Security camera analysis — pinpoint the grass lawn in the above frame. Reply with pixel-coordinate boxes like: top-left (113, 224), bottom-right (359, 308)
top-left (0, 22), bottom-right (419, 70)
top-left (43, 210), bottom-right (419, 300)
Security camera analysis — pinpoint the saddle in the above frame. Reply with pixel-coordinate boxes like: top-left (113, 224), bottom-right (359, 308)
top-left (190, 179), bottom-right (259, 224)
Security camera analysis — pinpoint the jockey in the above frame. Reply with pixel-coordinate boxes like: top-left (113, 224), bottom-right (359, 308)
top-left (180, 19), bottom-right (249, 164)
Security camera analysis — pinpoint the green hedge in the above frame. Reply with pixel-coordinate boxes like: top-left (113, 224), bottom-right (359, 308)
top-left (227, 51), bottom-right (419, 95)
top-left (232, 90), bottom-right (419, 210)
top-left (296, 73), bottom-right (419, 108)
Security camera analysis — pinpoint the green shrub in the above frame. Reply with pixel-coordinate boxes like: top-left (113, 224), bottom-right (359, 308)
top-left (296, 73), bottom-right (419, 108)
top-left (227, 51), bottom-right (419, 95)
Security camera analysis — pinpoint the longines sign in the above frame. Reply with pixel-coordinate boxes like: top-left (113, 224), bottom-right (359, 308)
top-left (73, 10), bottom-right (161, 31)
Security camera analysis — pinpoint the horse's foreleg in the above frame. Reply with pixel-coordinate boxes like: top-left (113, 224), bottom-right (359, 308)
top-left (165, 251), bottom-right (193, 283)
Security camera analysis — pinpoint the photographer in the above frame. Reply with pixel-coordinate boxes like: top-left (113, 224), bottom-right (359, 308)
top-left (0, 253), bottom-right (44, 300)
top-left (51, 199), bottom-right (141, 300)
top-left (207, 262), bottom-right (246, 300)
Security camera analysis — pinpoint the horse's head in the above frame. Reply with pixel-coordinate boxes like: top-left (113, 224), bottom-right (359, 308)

━━━━━━━━━━━━━━━━━━━━

Write out every line of the data above in full, adding -23 to each pixel coordinate in the answers. Leave all other numbers as they are.

*THE ANSWER*.
Security camera analysis — pinpoint the grass lawn in the above frame. Reply with pixel-coordinate boxes like: top-left (113, 224), bottom-right (359, 308)
top-left (-23, -1), bottom-right (396, 47)
top-left (20, 187), bottom-right (396, 277)
Security camera analysis — pinpoint the saddle in the above frame. Reply with pixel-coordinate boxes like: top-left (113, 224), bottom-right (359, 308)
top-left (167, 156), bottom-right (236, 201)
Security camera analysis — pinpoint the jockey in the above frame. Reply with pixel-coordinate boxes like: top-left (113, 224), bottom-right (359, 308)
top-left (157, -4), bottom-right (226, 141)
Security camera analysis — pinpoint the green hedge in the above frame. Reply with pixel-coordinate boxes like: top-left (113, 224), bottom-right (359, 308)
top-left (204, 28), bottom-right (396, 72)
top-left (209, 67), bottom-right (396, 187)
top-left (273, 50), bottom-right (396, 85)
Security camera analysis — pinpoint the green shrub in the above frame. Reply with pixel-coordinate boxes like: top-left (113, 224), bottom-right (359, 308)
top-left (273, 50), bottom-right (396, 85)
top-left (204, 28), bottom-right (396, 72)
Security camera analysis — pinpoint the longines sign in the above frame. Reply with pixel-coordinate boxes like: top-left (113, 224), bottom-right (359, 308)
top-left (50, -13), bottom-right (138, 8)
Security camera analysis — pinpoint the horse's foreleg in the above frame. Reply with pixel-coordinate boxes like: top-left (113, 224), bottom-right (359, 308)
top-left (142, 228), bottom-right (170, 260)
Security camera analysis — pinpoint the photographer in the above frame. Reply with pixel-coordinate boxes like: top-left (113, 224), bottom-right (359, 308)
top-left (-23, 230), bottom-right (21, 277)
top-left (28, 176), bottom-right (118, 277)
top-left (184, 239), bottom-right (223, 277)
Security camera analysis — pinpoint the horse's head in the above frame. Reply with pixel-coordinate boxes like: top-left (113, 224), bottom-right (359, 308)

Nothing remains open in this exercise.